### [DATASET]
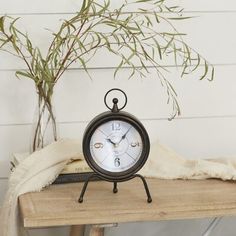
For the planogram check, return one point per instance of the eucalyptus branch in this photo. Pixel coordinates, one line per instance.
(134, 38)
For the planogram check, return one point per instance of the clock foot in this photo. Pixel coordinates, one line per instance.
(115, 189)
(85, 187)
(149, 198)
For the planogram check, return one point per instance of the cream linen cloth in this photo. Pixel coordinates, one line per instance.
(42, 167)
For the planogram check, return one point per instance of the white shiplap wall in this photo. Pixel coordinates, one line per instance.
(206, 127)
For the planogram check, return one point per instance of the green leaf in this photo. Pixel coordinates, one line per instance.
(205, 72)
(24, 74)
(2, 23)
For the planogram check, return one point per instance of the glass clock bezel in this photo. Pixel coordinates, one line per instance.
(107, 117)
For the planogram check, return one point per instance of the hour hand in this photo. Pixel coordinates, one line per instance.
(111, 141)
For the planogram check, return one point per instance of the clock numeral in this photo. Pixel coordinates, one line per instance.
(117, 162)
(135, 144)
(115, 126)
(98, 145)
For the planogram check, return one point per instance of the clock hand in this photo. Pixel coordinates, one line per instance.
(123, 137)
(111, 141)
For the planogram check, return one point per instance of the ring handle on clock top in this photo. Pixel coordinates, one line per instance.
(115, 100)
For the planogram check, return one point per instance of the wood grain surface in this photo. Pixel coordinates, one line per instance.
(172, 199)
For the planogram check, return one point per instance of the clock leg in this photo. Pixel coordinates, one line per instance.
(81, 198)
(115, 189)
(149, 198)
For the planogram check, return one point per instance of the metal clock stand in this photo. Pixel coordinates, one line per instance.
(141, 136)
(115, 189)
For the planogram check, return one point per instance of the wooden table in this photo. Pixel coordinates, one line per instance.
(172, 199)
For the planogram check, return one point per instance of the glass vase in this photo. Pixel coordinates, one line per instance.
(44, 124)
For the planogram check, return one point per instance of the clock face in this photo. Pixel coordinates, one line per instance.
(116, 146)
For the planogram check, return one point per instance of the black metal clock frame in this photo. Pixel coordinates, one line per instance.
(115, 177)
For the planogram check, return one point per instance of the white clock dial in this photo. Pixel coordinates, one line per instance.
(116, 146)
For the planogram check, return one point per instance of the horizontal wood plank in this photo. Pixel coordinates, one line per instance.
(172, 199)
(77, 98)
(57, 6)
(202, 34)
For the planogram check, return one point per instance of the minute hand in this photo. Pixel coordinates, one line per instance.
(123, 137)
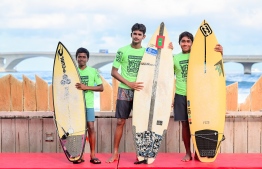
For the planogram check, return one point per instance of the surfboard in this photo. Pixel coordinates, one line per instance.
(152, 104)
(206, 94)
(69, 105)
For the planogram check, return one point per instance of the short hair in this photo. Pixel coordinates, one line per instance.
(82, 50)
(139, 27)
(187, 34)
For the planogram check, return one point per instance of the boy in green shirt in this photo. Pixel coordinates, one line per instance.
(90, 82)
(129, 58)
(180, 102)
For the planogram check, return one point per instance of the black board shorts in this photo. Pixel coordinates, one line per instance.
(124, 103)
(180, 108)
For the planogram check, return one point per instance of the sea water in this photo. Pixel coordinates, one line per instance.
(234, 73)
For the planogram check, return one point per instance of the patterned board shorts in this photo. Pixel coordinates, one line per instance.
(180, 108)
(124, 103)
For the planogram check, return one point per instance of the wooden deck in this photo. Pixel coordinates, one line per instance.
(126, 161)
(35, 132)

### [AIM OF THE EXERCISE]
Recast the entries above as a two-column CSV with the headers text and points. Give one row per entry, put each value in its own quoted field with line breaks changed to spaces, and leave the pictures out.

### [EXERCISE OUTPUT]
text,points
"For the planogram check, return one point per instance of the eucalyptus branch in this photo. Pixel coordinates, one line per instance.","(134, 38)"
"For the planogram check, return one point per instance of the clock foot in this photo. Pixel coordinates, one line per instance.","(115, 189) (85, 187) (149, 198)"
"For the planogram check, return one point per instance of the cream linen cloth in this photo. Pixel coordinates, one line per instance.","(42, 167)"
"For the planogram check, return one point per instance of the white shiplap wall in this photo. Pixel coordinates, one line per instance.","(206, 127)"
"For the planogram check, return one point per instance of the green leaf in this photo. Pixel coordinates, one line per instance.","(205, 72) (24, 74) (2, 23)"
"For the planogram check, return one point per instance of the glass clock bezel in this photo. Pixel coordinates, one line per instance.","(107, 117)"
"For the planogram check, return one point per instance of the hour hand in this photo. Pixel coordinates, one line per instance.","(111, 141)"
"For the planogram check, return one point per instance of the clock numeral in this photo. Pixel coordinates, one line per instance.","(117, 162) (135, 144) (115, 126) (98, 145)"
"For the planogram check, return one point per instance of the clock hand in this photo. Pixel coordinates, one line per instance.","(123, 137) (111, 141)"
"For the planogram check, return one point per instance of the ring handle on clock top in this photo. Pixel coordinates, one line per instance.","(115, 100)"
"For the planogram check, return one point per instance of the wood grain surface in this photo. Pixel coordinates, one line per instance.","(172, 199)"
"For the planogram check, return one point per instance of the clock leg in this photo. Pixel coordinates, one line per instance.","(81, 198) (115, 189) (149, 198)"
"For the planogram check, return one point per instance of the metal clock stand in this photo. Pixel coordinates, one line per instance.","(141, 136) (115, 189)"
"For the planogram check, return one point per instance of the wooden table in this photo. Pixel coordinates, one line per instance.","(172, 199)"
"For the planogram check, return one point per instance of the glass vase in this photo. Pixel coordinates, one line per instance.","(44, 124)"
"For the planogram check, return one point per instance of the clock face in this photo. Pixel coordinates, one line per instance.","(116, 146)"
"For the planogram check, return one point per instance of the black metal clock frame in this photo. Pixel coordinates, one line per instance.","(115, 177)"
"For the planogram check, return one point per instance of the white clock dial in this photo. Pixel coordinates, one line per instance.","(116, 146)"
"For the planogram check, return one point per instance of the horizontal wood plank in this photo. Pixel coordinates, one line per instance.","(172, 199) (77, 98) (57, 6) (202, 34)"
"For the planogram check, return one point per instance of the minute hand in this photo. Pixel coordinates, one line per instance.","(123, 137)"
"For the planogram check, return one point per instance of the surfboard in this photo. Pixel coordinates, one line per instance.","(152, 104) (206, 94) (69, 105)"
"For the planogram check, return one point per instance of the short hair in this photo. Pixel coordinates, one line per instance.","(82, 50) (139, 27) (187, 34)"
"For the planogram check, return one point per instance of the boy in green shirt in this photo. Pixel coordinates, one line per instance.","(90, 82) (129, 58) (180, 102)"
"For the planogram check, return one point per instance of the black board shorts in this photo. Pixel coordinates, one line per instance.","(124, 103) (180, 108)"
"For the planogram check, return one point per instance of the sea water in this photo. Pixel coordinates, one line per instance.","(234, 73)"
"For the planogram check, return one point per instance of the patterned board shorts in this photo. Pixel coordinates, one line per instance.","(180, 108) (124, 103)"
"For the planogram check, return one point per instance of the wooden deck in this photo. Pixel coordinates, one line per instance.","(126, 161) (35, 132)"